**Supplied text**:
>> start
Tarantool development patches archive
 help / color / mirror / Atom feed
* [Tarantool-patches] [PATCH v1] test: fix flaky box/on_shutdown.test.lua on asan
@ 2020-08-31  8:15 Alexander V. Tikhonov
  2020-09-09 12:04 ` Igor Munkin
  0 siblings, 1 reply; 3+ messages in thread
From: Alexander V. Tikhonov @ 2020-08-31  8:15 UTC (permalink / raw)
  To: Kirill Yukhin, Igor Munkin; +Cc: tarantool-patches, Alexander Turenko

Found that box/on_shutdown.test.lua test fails on asan build with:

  2020-08-26 09:04:06.750 [42629] main/102/on_shutdown [string "_ = box.ctl.on_shutdown(function() log.warn("..."]:1 W> on_shutdown 5
  Starting instance proxy...
  Run console at unix/:/tnt/test/var/001_box/proxy.control
  Start failed: builtin/box/console.lua:865: failed to create server unix/:/tnt/test/var/001_box/proxy.control: Address already in use

It happened on ASAN build, because server stop routine

  test-run/lib/preprocessor.py:TestState.server_stop() ->
    test-run/lib/tarantool_server.py:TarantoolServer.stop()

needs to free the proxy.control socket created by

  test-run/lib/preprocessor.py:TestState.server_start() ->
    tarantoolctl:process_local()

On some builds like ASAN server stop routine needs more time to free
the 'proxy.control' socket. So instead of time delay before server
restart need to use garbage collector to be sure that it will be freed.

Closes #5260
Part of #4360
---

Github: https://github.com/tarantool/tarantool/tree/avtikhon/gh-5260-on-shutdown-test
Issue: https://github.com/tarantool/tarantool/issues/5260
Issue: https://github.com/tarantool/tarantool/issues/4360

 test/box/on_shutdown.result   | 7 ++++++-
 test/box/on_shutdown.skipcond | 7 -------
 test/box/on_shutdown.test.lua | 6 +++++-
 3 files changed, 11 insertions(+), 9 deletions(-)
>> end
**Listed entries**:
>> start
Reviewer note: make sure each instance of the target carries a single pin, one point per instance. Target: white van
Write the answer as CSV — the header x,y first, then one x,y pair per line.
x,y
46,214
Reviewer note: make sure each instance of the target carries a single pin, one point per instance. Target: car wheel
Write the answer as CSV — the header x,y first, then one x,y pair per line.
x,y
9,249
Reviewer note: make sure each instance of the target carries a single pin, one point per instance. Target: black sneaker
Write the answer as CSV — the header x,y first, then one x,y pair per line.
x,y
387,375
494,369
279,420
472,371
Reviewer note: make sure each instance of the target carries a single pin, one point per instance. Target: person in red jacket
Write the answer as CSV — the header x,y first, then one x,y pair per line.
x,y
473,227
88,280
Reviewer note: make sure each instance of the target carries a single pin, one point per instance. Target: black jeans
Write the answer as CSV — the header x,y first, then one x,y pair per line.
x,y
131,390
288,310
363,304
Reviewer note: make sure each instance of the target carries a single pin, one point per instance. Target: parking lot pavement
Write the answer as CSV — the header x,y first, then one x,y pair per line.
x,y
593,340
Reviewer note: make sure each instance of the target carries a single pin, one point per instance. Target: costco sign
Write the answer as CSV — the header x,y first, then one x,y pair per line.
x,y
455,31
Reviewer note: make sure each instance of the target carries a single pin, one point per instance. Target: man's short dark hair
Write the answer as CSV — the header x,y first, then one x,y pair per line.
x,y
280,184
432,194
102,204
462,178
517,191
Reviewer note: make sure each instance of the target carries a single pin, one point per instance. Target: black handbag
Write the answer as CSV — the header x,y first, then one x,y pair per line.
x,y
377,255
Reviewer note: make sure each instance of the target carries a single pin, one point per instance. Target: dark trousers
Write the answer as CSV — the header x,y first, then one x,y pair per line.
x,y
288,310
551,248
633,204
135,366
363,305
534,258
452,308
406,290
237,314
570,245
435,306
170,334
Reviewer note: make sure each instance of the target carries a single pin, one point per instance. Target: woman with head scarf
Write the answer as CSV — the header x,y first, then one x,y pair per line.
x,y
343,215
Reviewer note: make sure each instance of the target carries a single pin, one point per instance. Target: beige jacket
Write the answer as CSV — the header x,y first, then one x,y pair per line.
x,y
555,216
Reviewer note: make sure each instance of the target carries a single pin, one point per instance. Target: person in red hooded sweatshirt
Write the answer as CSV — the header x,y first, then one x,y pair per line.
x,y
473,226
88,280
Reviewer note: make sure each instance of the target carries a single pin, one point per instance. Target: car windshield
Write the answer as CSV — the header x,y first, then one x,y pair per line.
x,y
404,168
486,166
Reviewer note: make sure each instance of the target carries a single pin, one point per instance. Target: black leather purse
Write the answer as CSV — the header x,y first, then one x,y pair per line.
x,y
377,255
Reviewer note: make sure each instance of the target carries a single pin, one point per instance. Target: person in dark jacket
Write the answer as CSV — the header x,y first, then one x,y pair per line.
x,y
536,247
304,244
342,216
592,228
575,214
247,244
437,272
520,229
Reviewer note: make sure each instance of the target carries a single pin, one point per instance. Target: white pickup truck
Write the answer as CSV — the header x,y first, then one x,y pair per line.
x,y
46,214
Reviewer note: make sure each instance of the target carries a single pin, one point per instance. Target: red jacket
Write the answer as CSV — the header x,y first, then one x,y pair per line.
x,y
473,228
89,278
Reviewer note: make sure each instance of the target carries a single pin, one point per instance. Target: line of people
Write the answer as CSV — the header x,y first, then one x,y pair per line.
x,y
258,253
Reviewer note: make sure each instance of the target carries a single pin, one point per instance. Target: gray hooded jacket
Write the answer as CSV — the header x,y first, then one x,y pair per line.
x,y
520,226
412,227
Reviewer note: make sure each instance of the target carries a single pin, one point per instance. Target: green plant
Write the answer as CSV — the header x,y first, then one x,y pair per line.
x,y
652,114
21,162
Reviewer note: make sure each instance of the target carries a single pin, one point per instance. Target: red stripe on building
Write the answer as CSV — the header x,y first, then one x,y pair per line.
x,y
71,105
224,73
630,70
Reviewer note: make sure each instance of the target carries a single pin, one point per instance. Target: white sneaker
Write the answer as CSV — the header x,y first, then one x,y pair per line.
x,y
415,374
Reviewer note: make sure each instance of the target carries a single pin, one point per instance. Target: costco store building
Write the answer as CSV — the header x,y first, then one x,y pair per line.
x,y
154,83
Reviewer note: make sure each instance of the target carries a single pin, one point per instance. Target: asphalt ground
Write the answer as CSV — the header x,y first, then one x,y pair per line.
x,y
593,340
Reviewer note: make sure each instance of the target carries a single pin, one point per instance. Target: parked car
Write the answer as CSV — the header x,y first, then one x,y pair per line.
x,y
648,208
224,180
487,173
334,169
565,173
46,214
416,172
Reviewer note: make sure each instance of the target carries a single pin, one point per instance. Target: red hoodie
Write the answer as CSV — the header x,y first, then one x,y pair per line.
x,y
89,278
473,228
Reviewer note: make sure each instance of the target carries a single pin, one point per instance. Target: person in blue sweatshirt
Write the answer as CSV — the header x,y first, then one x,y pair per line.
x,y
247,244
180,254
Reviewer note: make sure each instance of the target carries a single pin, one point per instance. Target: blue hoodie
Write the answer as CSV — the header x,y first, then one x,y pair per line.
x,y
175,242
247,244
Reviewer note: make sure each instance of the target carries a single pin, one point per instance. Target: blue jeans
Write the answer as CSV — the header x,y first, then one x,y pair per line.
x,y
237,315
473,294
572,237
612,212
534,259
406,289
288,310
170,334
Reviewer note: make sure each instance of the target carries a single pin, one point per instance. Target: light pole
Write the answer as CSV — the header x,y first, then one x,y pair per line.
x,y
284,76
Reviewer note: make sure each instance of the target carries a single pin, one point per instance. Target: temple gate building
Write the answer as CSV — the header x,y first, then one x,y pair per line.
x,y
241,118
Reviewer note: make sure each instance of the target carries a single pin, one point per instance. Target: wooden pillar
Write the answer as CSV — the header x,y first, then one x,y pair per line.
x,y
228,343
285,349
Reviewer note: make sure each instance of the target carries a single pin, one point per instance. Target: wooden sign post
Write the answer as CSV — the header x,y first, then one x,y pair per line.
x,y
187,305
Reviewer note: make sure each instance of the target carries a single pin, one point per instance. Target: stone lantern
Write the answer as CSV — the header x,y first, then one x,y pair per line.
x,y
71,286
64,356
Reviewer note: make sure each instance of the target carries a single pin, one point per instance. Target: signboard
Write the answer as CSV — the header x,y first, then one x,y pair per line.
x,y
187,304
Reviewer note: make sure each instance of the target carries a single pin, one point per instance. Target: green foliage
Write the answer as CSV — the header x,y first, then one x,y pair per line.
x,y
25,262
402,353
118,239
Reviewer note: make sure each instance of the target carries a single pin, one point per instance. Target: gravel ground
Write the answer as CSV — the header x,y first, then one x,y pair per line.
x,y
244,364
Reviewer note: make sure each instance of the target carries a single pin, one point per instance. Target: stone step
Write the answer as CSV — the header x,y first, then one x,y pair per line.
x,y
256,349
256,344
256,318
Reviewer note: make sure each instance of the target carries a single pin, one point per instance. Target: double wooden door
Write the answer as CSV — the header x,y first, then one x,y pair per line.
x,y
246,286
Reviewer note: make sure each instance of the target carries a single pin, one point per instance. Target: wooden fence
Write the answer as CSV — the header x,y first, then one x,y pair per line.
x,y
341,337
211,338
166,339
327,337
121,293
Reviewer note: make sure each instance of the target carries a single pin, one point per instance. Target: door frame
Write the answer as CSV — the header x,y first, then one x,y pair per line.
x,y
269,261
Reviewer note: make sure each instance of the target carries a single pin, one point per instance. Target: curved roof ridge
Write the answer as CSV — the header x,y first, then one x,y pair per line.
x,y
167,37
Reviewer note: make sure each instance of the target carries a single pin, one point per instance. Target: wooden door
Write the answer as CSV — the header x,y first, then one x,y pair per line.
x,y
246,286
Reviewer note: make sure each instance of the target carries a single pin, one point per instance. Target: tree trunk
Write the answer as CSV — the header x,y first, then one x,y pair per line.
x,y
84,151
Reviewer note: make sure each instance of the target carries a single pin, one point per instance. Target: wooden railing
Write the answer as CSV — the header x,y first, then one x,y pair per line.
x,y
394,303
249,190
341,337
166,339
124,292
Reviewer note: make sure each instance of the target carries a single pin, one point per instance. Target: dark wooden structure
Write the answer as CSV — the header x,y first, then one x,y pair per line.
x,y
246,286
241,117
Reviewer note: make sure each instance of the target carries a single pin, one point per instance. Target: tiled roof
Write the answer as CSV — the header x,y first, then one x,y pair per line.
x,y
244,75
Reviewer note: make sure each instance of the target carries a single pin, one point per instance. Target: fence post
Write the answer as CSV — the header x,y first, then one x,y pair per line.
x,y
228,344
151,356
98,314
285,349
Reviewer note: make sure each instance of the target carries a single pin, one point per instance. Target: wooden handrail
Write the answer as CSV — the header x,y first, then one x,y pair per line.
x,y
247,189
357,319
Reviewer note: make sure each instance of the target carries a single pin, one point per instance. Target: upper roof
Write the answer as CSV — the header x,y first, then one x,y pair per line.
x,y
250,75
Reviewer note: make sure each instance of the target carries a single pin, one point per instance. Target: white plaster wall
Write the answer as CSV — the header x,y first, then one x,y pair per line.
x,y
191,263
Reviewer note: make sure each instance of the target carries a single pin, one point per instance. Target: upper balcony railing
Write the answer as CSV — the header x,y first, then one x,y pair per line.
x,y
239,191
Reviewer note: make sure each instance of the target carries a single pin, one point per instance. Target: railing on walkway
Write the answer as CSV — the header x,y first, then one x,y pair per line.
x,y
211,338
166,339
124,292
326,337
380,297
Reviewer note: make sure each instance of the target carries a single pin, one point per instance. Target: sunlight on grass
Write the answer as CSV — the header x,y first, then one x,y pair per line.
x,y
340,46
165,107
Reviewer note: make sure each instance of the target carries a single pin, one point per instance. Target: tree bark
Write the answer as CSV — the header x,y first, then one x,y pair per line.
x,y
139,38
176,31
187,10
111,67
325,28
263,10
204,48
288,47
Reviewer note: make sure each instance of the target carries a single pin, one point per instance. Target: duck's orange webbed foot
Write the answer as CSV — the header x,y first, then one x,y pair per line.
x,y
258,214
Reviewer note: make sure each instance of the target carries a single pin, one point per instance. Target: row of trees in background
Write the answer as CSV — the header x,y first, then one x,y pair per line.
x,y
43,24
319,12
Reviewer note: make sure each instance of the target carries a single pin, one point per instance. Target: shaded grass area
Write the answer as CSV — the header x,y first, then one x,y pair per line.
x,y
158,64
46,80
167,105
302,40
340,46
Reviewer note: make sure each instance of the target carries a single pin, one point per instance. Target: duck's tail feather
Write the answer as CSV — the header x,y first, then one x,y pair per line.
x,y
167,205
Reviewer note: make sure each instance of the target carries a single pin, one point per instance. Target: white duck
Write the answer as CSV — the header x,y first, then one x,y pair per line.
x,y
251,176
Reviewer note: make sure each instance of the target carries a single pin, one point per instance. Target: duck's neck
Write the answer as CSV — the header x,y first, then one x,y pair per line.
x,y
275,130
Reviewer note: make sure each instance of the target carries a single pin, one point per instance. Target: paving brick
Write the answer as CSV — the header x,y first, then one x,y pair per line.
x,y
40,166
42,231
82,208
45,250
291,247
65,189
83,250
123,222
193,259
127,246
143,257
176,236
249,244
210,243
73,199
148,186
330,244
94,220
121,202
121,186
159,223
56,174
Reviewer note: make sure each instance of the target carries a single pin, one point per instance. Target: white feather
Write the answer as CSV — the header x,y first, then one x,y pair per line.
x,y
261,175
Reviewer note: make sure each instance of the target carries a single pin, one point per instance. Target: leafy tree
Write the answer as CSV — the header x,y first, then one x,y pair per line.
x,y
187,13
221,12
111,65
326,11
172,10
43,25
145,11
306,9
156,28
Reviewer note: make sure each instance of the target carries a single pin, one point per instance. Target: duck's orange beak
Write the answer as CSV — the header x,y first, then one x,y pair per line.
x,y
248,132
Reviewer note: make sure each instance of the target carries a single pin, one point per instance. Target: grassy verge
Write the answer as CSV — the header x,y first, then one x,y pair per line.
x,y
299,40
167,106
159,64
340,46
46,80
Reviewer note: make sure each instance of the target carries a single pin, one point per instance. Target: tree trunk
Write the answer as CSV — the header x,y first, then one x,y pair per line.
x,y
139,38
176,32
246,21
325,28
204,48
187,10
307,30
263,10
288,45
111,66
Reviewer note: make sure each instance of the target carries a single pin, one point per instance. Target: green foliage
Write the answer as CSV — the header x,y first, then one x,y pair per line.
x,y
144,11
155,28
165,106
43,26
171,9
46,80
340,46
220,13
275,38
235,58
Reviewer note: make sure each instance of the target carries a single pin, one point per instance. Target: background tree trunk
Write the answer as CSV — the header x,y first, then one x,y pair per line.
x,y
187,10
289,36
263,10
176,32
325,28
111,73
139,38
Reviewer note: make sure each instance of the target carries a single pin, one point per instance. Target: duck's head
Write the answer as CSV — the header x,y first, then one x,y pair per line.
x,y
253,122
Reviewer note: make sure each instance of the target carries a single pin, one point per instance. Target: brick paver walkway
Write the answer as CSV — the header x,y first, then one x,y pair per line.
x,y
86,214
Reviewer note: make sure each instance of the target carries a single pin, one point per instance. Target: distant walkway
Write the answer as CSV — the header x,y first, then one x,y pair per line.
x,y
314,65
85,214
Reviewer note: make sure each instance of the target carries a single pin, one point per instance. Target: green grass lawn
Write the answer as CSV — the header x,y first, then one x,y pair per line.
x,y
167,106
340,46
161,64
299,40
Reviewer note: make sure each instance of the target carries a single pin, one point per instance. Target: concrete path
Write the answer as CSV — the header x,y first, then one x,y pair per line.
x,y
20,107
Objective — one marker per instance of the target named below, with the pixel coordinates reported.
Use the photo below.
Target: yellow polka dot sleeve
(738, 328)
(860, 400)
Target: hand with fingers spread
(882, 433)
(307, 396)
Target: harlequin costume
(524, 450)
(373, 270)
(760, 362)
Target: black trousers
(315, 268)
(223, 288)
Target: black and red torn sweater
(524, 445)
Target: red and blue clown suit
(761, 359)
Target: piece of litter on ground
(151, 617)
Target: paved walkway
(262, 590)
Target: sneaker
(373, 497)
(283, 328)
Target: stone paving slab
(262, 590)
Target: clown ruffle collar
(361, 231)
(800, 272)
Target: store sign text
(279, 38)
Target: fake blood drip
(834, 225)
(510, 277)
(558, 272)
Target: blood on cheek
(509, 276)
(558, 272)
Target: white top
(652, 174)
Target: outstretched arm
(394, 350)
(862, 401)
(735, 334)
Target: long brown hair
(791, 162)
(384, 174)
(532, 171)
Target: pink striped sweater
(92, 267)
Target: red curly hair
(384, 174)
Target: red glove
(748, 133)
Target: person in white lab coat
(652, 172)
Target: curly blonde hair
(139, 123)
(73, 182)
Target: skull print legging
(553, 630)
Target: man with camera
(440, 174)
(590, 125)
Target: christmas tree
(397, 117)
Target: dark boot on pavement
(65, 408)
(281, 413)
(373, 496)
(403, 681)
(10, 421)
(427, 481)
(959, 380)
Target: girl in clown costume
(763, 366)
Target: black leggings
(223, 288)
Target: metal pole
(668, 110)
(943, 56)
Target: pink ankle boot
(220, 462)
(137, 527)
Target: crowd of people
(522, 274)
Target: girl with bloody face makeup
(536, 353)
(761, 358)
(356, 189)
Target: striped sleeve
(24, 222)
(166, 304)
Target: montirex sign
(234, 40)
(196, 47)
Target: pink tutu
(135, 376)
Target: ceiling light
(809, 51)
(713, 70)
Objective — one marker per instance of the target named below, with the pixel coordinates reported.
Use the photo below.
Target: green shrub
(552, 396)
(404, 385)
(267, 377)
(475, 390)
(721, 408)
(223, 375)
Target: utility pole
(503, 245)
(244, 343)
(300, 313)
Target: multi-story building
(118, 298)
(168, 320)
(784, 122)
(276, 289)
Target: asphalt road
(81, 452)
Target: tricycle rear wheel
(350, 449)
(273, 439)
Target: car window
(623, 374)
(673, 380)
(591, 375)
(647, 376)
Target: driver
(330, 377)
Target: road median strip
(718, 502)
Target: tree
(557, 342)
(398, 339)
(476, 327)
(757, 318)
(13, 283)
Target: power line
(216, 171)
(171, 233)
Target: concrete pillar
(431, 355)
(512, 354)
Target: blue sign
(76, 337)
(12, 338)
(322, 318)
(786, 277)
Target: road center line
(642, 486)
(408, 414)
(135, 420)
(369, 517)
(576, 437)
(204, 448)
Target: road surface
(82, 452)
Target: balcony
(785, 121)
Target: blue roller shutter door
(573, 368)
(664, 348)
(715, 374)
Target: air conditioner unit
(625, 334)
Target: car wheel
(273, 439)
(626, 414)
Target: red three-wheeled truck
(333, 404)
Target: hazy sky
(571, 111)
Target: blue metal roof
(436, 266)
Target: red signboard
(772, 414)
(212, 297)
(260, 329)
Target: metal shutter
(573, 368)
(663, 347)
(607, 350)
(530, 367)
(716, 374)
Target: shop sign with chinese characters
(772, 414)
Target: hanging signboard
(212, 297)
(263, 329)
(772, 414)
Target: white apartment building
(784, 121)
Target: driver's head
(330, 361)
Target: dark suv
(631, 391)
>> end
**Objectives**:
1) From the patch message, quote the part that begins with the words containing "test-run/lib/preprocessor.py:TestState.server_stop() ->" and ends with "tarantoolctl:process_local()".
2) Answer these from the patch message:
(a) On what kind of build does the box/on_shutdown.test.lua test fail?
(b) Which issue number does the patch close?
(c) How many files does the patch change?
Work only from the patch message.

**Responses for each task**:
1)
test-run/lib/preprocessor.py:TestState.server_stop() ->
    test-run/lib/tarantool_server.py:TarantoolServer.stop()

needs to free the proxy.control socket created by

  test-run/lib/preprocessor.py:TestState.server_start() ->
    tarantoolctl:process_local()

2)
(a) An ASAN build.
(b) #5260.
(c) Three files.